# TASK ITEM
Please read the review of Rosa below and say where Rosa Hamilton hides her whisky.

# EXTRACT TO READ
Rosa

Peter Barnes
Original Theatre Company and Perfectly Normal Productions
Original Theatre Online

Jemma Redgrave as Rosa Hamilton

Rosa Hamilton is a doctor whom we see dictating her reports on home visits to elderly East-Enders being considered for admission to Council residential homes. They give a detailed and disturbing picture of the health of 85-year-old Mrs Hoggart, 80-year-old Mr Trevor and common-law partners Mr Forbes and Mrs James and of the conditions in which they are living.

After a lifetime of trying to provide some support for the sick and the needy, those who make up what Bernard Shaw made Doolittle call “the undeserving poor”, she is nearing the end of her tether. Max Pappenheim’s sound design is already ringing warning bells and what follows is an outburst of passionate anger.

The thirty years since it was originally written for radio may have seen changes, good and bad, in the way that we care for our elderly, but this critical questioning of the way our society treats its elders is just as valid, the struggle of doctors and clients faced with bureaucratic strictures and the constraints of funding no less difficult and demeaning. As Hamilton puts it, for these people, the system answers the question “is there life before death?” with a resounding “No!”

With the same opening as the other plays in this selection Original Theatre is presenting from Barnes’ People, director Philip Franks and cinematographer Tristan Shepherd firmly establish that this is taking place in a theatre (Windsor Theatre Royal). They follow actress Jemma Redgrave from the dressing room onto the stage, providing continuity with a visual link to the first play in this sequence and a moment of subtle transition into the stage world.

There is a particular power in the almost clinical way Jemma Redgrave delivers observations, the details of which reveal the empathy and anger behind them. Her following comments to the Area Health Board go beyond what officials would consider appropriate and build to a resignation. She continues her condemnation, uncalmed by recourse to the whisky she hides in the filing cabinet, before going back to her formal recording.

It is finely played by the actress, so that this does not become an exasperated diatribe but seems to sum up a lifetime of frustration and effort. It hasn’t dated.

# RECORDS SUPPLIED

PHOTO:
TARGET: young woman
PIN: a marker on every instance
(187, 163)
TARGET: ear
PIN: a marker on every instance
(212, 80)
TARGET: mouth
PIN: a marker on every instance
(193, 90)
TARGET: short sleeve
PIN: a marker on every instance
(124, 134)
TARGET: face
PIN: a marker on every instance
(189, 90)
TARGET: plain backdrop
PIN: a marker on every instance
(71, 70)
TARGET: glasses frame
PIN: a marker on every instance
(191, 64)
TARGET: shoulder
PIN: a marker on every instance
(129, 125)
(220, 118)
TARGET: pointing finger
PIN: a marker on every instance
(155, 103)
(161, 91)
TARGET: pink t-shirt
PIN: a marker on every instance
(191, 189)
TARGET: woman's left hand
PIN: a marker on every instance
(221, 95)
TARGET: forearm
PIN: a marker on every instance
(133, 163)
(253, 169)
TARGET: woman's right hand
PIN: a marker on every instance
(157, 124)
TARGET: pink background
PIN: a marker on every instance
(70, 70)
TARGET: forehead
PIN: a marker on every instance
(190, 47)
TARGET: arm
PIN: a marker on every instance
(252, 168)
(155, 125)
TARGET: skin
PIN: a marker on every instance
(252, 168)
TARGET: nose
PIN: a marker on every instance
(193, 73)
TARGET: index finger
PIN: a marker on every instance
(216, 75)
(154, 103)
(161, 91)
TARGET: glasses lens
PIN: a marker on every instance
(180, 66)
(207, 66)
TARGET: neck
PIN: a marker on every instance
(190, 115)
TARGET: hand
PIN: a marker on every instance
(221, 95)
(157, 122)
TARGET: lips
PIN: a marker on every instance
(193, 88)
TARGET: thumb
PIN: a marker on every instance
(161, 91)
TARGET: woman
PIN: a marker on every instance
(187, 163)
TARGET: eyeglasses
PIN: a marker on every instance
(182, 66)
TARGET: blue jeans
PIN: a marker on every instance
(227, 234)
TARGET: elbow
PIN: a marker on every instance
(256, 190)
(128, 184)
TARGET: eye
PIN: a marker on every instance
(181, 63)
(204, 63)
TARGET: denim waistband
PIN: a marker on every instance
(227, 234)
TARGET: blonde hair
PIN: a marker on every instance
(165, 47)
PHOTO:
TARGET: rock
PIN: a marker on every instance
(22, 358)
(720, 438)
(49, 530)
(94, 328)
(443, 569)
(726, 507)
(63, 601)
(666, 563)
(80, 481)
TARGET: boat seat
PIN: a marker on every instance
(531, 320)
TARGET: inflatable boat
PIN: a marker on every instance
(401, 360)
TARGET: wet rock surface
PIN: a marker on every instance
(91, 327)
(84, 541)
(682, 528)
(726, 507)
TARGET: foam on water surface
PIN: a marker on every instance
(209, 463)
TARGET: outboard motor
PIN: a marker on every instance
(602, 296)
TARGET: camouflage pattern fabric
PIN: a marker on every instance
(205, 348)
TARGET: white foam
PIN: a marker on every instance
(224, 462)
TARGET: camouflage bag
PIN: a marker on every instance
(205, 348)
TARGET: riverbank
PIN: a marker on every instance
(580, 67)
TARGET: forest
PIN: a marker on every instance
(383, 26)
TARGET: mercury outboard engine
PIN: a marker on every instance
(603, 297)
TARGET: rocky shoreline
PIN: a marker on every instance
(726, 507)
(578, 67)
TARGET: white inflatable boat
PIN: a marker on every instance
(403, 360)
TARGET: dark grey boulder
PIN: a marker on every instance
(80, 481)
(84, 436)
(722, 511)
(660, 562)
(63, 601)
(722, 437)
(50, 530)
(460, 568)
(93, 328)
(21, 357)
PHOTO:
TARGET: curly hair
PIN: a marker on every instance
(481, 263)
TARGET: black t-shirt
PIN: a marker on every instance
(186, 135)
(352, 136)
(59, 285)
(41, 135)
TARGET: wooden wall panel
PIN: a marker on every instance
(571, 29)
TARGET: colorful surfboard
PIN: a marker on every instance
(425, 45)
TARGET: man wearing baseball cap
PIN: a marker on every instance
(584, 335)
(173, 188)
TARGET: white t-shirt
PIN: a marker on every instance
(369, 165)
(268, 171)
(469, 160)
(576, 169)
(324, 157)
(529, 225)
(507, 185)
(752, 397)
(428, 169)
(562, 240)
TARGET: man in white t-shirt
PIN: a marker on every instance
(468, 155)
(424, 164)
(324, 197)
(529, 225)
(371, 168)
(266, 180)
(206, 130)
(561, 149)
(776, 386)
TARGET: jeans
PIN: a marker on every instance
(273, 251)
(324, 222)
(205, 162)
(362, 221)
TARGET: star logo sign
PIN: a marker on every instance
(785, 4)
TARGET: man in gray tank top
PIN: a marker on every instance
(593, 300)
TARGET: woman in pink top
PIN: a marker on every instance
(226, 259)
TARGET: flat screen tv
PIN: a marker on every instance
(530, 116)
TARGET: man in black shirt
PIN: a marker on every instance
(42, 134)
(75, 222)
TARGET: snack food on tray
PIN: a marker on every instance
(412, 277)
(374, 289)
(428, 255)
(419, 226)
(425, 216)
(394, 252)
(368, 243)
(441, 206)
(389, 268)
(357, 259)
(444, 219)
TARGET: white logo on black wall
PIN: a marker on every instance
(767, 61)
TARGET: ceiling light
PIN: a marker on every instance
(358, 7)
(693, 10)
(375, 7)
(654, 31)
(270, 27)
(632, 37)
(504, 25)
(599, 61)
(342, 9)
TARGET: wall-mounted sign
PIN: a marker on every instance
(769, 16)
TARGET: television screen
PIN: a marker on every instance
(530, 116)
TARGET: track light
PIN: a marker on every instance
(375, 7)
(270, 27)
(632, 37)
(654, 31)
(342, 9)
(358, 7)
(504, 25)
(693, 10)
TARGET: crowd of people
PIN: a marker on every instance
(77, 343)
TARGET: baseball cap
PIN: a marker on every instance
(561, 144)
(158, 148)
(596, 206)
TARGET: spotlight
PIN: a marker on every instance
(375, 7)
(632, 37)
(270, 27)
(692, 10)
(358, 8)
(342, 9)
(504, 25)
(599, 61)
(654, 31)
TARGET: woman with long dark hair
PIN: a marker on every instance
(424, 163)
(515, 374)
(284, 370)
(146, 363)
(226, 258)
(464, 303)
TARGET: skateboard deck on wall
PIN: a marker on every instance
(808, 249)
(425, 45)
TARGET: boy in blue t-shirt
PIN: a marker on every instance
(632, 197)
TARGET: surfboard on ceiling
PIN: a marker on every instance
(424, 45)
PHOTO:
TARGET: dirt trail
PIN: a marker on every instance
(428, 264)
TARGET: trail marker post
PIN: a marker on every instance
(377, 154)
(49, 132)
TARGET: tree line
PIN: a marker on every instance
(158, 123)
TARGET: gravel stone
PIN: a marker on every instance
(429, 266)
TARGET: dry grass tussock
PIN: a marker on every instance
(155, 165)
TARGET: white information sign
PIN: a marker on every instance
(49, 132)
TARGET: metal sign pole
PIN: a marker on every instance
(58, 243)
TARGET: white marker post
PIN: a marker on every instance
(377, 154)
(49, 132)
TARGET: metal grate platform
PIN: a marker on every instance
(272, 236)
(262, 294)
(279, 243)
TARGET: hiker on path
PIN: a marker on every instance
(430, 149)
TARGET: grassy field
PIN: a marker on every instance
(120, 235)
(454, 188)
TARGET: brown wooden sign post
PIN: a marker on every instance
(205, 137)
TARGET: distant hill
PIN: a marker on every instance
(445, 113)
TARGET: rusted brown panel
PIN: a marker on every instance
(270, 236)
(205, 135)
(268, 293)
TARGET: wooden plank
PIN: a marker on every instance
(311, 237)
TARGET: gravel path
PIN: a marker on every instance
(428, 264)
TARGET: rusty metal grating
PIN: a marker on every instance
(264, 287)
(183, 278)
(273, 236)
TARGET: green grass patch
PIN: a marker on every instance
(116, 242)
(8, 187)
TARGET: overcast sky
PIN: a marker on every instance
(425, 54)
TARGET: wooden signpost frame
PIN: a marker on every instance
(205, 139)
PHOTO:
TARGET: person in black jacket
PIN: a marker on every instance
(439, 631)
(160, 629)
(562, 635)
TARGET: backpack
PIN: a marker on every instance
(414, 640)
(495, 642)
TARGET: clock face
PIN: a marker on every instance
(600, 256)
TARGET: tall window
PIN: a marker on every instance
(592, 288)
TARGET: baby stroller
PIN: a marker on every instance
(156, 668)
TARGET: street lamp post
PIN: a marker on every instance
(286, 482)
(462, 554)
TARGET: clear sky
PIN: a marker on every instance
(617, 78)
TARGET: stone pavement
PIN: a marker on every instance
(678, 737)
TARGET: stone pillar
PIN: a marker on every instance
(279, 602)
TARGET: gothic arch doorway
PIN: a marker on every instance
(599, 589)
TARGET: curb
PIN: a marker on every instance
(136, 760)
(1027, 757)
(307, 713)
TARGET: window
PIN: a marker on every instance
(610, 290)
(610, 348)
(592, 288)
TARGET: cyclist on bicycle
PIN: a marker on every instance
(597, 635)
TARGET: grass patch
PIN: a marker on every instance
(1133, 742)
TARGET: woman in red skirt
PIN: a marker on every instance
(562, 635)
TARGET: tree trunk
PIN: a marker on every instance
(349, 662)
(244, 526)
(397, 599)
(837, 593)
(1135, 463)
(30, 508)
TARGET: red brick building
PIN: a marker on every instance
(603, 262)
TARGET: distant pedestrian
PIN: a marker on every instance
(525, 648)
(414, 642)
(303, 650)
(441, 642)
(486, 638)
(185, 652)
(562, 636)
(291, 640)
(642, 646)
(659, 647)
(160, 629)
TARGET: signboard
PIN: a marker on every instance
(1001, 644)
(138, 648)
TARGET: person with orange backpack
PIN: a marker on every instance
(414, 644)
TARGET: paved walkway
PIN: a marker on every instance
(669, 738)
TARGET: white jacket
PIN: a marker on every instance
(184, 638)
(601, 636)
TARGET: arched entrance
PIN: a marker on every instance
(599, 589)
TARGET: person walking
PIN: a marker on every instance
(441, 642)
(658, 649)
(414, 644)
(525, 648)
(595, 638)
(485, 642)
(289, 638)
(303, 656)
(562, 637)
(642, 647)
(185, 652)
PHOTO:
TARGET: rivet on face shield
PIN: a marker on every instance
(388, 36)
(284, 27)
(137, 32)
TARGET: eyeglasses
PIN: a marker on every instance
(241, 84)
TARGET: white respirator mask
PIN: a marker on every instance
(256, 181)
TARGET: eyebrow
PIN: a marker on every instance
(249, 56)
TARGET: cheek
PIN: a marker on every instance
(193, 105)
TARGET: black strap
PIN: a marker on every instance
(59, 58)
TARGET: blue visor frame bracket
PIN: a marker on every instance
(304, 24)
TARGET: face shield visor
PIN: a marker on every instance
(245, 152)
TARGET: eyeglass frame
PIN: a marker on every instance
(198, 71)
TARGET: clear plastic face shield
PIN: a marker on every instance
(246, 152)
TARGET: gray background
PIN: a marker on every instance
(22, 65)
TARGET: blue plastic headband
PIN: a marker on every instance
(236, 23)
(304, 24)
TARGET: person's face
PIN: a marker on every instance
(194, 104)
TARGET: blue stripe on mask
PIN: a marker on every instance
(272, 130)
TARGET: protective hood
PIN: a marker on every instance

# WRITTEN RESPONSE
In the filing cabinet.